Stored data entries
__________________________________________________
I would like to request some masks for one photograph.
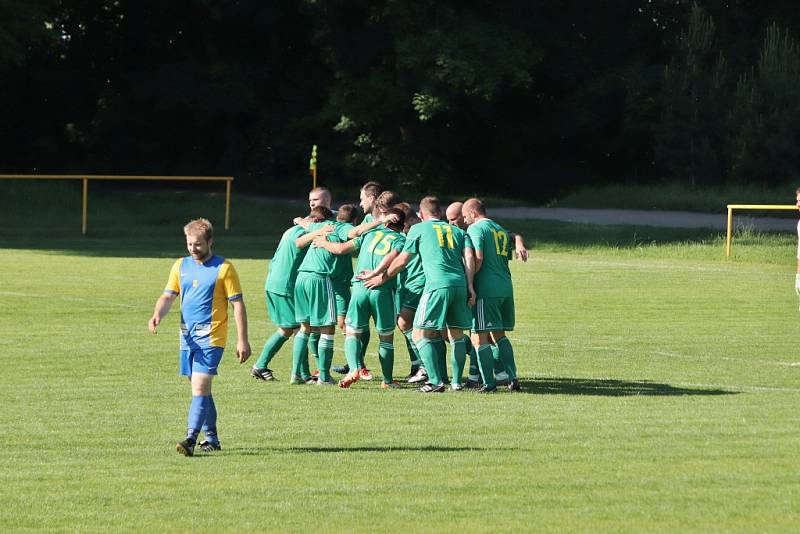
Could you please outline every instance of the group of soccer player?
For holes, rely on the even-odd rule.
[[[475,387],[497,390],[500,381],[520,389],[514,351],[505,332],[514,328],[514,294],[508,261],[527,260],[519,235],[509,234],[472,198],[442,210],[436,197],[420,201],[419,213],[377,182],[360,191],[365,216],[355,224],[352,205],[331,211],[331,193],[309,193],[307,217],[286,230],[270,262],[266,306],[278,327],[251,369],[274,380],[268,367],[294,335],[290,383],[337,385],[371,380],[365,365],[370,319],[379,337],[378,361],[385,389],[394,379],[394,330],[402,333],[410,383],[422,393]],[[446,216],[446,219],[444,218]],[[353,270],[352,257],[357,254]],[[332,366],[335,328],[345,334],[347,363]],[[464,331],[472,331],[472,338]],[[451,345],[448,376],[445,340]],[[315,360],[313,373],[309,355]],[[465,367],[469,356],[469,371]]]
[[[313,189],[310,213],[296,218],[281,237],[265,284],[267,311],[277,330],[251,375],[274,380],[267,366],[294,335],[291,383],[349,388],[371,380],[364,356],[372,319],[385,389],[399,387],[394,380],[397,327],[411,362],[406,380],[424,382],[420,392],[443,392],[449,383],[453,391],[476,387],[492,393],[500,381],[519,391],[514,351],[505,332],[514,328],[508,261],[512,255],[527,261],[521,236],[489,219],[475,198],[451,204],[445,214],[436,197],[425,197],[416,213],[397,194],[368,182],[360,192],[365,217],[358,225],[355,206],[344,205],[334,214],[331,200],[326,188]],[[229,302],[240,363],[251,349],[239,277],[228,260],[212,252],[211,223],[195,219],[183,231],[189,255],[173,264],[148,327],[157,333],[180,297],[180,373],[189,377],[192,400],[186,437],[176,449],[192,456],[196,445],[204,452],[222,448],[211,384],[225,347]],[[345,333],[347,363],[342,367],[332,367],[337,326]],[[465,330],[472,331],[471,339]],[[451,345],[450,377],[445,340]],[[316,361],[314,373],[309,354]],[[336,382],[332,370],[344,377]],[[204,439],[198,444],[201,433]]]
__________________________________________________
REQUIREMENTS —
Rewrite everything from the line containing "Could you please" down to the last line of the stored data entries, swapping "soccer player" for "football player" and leaving all else as is.

EXERCISE ANSWER —
Could you please outline every instance of the group of football player?
For holes, rely on the even-odd rule.
[[[475,387],[497,390],[500,381],[520,389],[514,351],[505,332],[514,328],[514,294],[508,261],[527,260],[519,235],[509,234],[472,198],[442,210],[436,197],[420,201],[419,213],[377,182],[360,191],[365,216],[355,224],[352,205],[331,211],[331,193],[309,193],[307,217],[286,230],[270,262],[266,306],[278,327],[251,369],[274,380],[268,367],[294,335],[290,383],[337,385],[371,380],[365,365],[370,319],[379,337],[378,361],[385,389],[394,379],[394,330],[402,333],[410,383],[422,393]],[[446,216],[446,219],[444,218]],[[353,270],[352,257],[357,254]],[[332,366],[335,328],[345,334],[347,363]],[[464,331],[472,331],[472,338]],[[451,345],[448,376],[445,340]],[[315,360],[313,373],[309,355]],[[465,367],[469,356],[469,371]]]
[[[313,189],[310,213],[296,218],[281,237],[265,284],[267,311],[277,330],[251,375],[274,380],[267,366],[294,335],[291,383],[349,388],[371,380],[364,356],[372,319],[385,389],[399,387],[394,380],[397,327],[411,362],[406,380],[424,382],[420,392],[443,392],[449,383],[453,391],[476,387],[492,393],[500,381],[519,391],[514,351],[505,332],[514,328],[508,261],[512,255],[527,261],[521,236],[489,219],[475,198],[451,204],[445,214],[436,197],[425,197],[416,213],[397,194],[368,182],[360,192],[365,217],[358,225],[355,206],[344,205],[334,214],[331,200],[326,188]],[[229,302],[240,363],[251,349],[239,277],[228,260],[212,252],[211,223],[195,219],[183,231],[189,255],[173,264],[148,327],[157,333],[180,297],[180,373],[189,377],[192,400],[186,437],[176,449],[192,456],[196,445],[204,452],[222,448],[211,384],[225,347]],[[345,333],[347,363],[342,367],[332,367],[337,326]],[[465,330],[472,331],[471,339]],[[451,345],[450,377],[445,340]],[[316,361],[314,373],[309,354]],[[336,382],[332,370],[344,377]],[[204,439],[198,444],[201,433]]]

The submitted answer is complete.